==== Предложенный отрывок

Все такого рода структурологические поиски достаточно серьезны, как и структурология в целом. Они заслуживают внимания и понимания прежде всего потому, что открывают внутренний слой-уровень текста, что позволяет по-иному отнестись как к этому тексту, так и ко всей письменной культуре. Другое дело – проблема естественного предела поисков, чувства меры. Структурологические схемы полезны и перспективны тем, что могут пролить свет на логико-гносеологические принципы, определявшие построение текста (если схема убедительно свидетельствует об искусственности его конструкции), и тем самым на некоторую специфику мышления его авторов. Но совершенно очевидно, что это имеет мало отношения к проблеме перевода и ясности смысла текста. Здесь, однако, есть свои сложности.

========

* [Упражнение A]
Выпишите, пожалуйста, из отрывка все слова, которые пишутся через дефис.
* [Упражнение B]
Чем, согласно отрывку, полезны и перспективны структурологические схемы?

==== Выборка данных

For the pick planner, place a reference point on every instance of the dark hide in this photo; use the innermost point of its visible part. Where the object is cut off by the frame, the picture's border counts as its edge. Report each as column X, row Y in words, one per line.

========

* [Решение задания A]
слой-уровень, по-иному, логико-гносеологические

* [Решение задания B]
Они могут пролить свет на логико-гносеологические принципы, определявшие построение текста, и тем самым на некоторую специфику мышления его авторов.